▶ **TASK ITEM**: Lay out the data as a Markdown table with the columns Row and Line, leaving out blank lines. Begin at the first line of the data and stop after the line that contains "box: [721, 1242, 1214, 1697]".

▶ **LISTED RECORDS**:
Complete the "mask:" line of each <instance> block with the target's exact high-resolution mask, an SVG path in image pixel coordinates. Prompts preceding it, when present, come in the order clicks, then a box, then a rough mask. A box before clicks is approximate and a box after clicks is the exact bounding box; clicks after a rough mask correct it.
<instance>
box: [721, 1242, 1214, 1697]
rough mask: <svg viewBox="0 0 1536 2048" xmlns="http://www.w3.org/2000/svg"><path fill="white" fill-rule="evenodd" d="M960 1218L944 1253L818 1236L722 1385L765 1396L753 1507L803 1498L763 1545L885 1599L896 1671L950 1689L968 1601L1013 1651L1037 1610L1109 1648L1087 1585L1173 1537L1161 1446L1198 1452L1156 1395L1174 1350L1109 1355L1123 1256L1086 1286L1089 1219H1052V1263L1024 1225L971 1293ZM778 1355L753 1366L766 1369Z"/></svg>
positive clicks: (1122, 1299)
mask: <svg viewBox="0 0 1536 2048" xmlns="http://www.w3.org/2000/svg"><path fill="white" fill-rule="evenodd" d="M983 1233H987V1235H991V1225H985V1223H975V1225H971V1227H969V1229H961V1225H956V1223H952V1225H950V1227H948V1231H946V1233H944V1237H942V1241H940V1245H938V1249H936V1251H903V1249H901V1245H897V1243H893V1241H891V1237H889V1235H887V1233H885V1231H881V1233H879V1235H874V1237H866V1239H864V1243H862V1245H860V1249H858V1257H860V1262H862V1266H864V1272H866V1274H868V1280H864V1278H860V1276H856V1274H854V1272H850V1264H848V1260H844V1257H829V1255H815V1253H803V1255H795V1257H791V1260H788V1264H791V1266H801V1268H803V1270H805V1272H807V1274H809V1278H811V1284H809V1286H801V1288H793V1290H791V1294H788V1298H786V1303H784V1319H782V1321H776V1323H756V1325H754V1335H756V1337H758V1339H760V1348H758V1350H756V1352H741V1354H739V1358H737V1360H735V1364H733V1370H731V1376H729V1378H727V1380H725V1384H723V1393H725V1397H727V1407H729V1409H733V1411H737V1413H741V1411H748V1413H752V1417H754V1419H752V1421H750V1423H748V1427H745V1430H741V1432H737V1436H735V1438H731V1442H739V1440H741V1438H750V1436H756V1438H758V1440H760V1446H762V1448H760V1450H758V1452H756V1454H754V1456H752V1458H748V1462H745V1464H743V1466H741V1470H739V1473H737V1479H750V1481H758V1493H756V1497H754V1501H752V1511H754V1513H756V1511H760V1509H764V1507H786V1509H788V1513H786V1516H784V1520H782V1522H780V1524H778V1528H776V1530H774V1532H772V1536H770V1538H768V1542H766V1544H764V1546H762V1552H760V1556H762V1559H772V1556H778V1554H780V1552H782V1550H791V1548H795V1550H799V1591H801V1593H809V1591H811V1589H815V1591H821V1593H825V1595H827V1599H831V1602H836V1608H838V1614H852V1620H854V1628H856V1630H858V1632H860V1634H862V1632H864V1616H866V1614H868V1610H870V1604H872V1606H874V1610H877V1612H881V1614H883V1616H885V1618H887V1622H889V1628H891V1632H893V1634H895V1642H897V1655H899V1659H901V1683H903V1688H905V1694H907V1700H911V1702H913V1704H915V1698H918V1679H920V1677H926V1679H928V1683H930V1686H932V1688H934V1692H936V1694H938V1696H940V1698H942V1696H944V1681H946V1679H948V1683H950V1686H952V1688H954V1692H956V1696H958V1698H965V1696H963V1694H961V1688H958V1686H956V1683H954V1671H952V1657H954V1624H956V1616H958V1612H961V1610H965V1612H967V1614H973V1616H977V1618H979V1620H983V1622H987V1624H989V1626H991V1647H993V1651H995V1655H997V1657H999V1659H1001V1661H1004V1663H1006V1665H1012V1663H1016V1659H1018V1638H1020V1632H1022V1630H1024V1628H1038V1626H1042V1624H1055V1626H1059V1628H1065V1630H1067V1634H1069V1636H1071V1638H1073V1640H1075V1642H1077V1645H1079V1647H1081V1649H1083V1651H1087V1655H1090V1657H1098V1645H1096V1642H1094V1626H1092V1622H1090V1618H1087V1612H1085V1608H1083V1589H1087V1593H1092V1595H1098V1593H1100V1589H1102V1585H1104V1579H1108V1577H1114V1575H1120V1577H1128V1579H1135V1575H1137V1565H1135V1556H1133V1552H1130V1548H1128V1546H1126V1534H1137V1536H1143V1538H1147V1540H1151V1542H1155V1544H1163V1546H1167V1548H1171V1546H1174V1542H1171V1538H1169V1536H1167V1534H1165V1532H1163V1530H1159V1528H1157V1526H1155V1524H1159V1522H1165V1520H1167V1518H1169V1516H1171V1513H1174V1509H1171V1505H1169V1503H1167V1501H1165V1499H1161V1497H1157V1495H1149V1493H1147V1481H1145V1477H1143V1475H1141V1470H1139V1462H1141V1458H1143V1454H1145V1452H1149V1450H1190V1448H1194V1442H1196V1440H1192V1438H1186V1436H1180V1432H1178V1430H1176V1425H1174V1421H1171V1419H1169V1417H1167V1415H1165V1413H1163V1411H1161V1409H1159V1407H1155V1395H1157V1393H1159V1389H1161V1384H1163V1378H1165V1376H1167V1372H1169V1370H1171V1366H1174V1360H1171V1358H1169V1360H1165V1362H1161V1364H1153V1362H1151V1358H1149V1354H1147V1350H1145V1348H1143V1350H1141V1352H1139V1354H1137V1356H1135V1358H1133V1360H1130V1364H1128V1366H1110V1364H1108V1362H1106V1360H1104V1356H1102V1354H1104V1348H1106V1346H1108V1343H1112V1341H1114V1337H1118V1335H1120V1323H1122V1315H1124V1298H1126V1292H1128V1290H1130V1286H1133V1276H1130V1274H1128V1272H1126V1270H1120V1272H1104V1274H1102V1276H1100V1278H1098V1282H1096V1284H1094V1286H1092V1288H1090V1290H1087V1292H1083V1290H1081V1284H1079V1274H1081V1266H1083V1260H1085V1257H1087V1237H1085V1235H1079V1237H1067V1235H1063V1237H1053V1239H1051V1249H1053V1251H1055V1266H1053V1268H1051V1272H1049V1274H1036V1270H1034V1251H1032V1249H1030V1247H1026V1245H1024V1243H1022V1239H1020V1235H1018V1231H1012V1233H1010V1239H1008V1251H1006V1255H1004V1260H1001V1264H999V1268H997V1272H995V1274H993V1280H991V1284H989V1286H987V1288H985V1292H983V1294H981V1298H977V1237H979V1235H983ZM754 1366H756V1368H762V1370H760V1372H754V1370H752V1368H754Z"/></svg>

▶ **RESULT**:
| Row | Line |
|---|---|
| 1 | Complete the "mask:" line of each <instance> block with the target's exact high-resolution mask, an SVG path in image pixel coordinates. Prompts preceding it, when present, come in the order clicks, then a box, then a rough mask. A box before clicks is approximate and a box after clicks is the exact bounding box; clicks after a rough mask correct it. |
| 2 | <instance> |
| 3 | box: [721, 1242, 1214, 1697] |